## Given text
★ ★ ★ ★ ★ ★ ★

Creating views of nature from inside a building involves the positioning of windows as well as natural features. Designers need to look at where windows are placed in relation to exterior features such as landscaping areas, water features, and other natural areas. Natural elements can be located near the building, as well as far away, to provide a depth of experience.

Views can also be curated inside the building. This may include the use of plants, water features, and indoor landscapes. These areas allow occupants to have a personal experience with nature without stepping outside.

Views allow occupants somewhere to shift their attention to relax their eyes and relieve brain fatigue. The natural areas don’t have to be large in order to be effective. Even a small piece of nature, such as a plant or rock, can offer a moment of relief.

Masonry, hardscapes, and stone can be used to provide interest to existing natural views by incorporating them into outdoor walls, patios, seating areas, and landscaping. When combined with plants and trees, outdoor areas can be a respite from indoor life and offer interesting views for those on the inside.

Hearing and seeing water

Do you find the sound of running water soothing? If so, you’re not alone. Research has shown that water reduces stress, increases feelings of tranquility, and lowers heart rate and blood pressure. Biophilic design attempts to bring both the sight and sound of running water to the indoors. This is often done by creating indoor water features.

Flagstone, basalt columns, and boulders can be used to create interesting formations for water features and in landscaping. Their natural appearance embellishes that of the surrounding surfaces, creating an oasis on the inside. With a wide color palette to choose from, they can be selected to match the interior decor.

★ ★ ★ ★ ★ ★ ★

(Extracted records)
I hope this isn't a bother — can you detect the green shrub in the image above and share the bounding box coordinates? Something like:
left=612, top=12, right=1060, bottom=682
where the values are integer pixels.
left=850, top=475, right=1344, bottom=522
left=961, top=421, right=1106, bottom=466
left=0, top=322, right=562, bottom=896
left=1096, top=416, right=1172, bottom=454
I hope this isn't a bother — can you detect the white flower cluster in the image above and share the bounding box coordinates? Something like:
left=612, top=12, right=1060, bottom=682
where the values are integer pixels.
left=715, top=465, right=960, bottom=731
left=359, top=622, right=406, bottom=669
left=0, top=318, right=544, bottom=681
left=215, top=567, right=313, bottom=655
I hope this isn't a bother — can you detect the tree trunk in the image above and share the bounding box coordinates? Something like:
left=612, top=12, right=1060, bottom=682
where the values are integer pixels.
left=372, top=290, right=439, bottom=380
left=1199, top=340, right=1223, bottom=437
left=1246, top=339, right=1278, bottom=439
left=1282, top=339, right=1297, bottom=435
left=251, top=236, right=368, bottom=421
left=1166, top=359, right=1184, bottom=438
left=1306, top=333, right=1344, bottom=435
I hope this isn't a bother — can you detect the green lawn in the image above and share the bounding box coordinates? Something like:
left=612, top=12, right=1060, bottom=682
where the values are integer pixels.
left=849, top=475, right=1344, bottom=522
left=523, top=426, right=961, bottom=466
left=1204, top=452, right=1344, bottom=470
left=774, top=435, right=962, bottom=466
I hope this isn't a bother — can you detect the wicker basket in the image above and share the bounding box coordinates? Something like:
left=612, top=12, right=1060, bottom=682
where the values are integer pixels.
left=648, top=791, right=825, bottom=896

★ ★ ★ ★ ★ ★ ★

## Exercise requirements
a: Summarize the biophilic design passage in two sentences.
b: Rewrite the biophilic design passage starting at "Views can also" and ending at "moment of relief.", switching "occupants" to "residents".
c: Why does the biophilic design passage say that even a plant or rock can be effective?
Rely only on the text for what comes next.

## Numbered answers
a: Views of nature from inside a building depend on positioning windows relative to outdoor features, and they can also be created indoors with plants, water features, and indoor landscapes, giving occupants a place to relax their eyes and relieve brain fatigue. Stone and hardscapes can add interest to outdoor views, and indoor water features bring the sight and sound of running water inside, which research links to reduced stress and lower heart rate and blood pressure.

b:
Views can also be curated inside the building. This may include the use of plants, water features, and indoor landscapes. These areas allow residents to have a personal experience with nature without stepping outside.

Views allow residents somewhere to shift their attention to relax their eyes and relieve brain fatigue. The natural areas don’t have to be large in order to be effective. Even a small piece of nature, such as a plant or rock, can offer a moment of relief.

c: Views give occupants somewhere to shift their attention, which relaxes their eyes and relieves brain fatigue. Natural areas don't need to be large to do this, so even a small piece of nature can offer a moment of relief.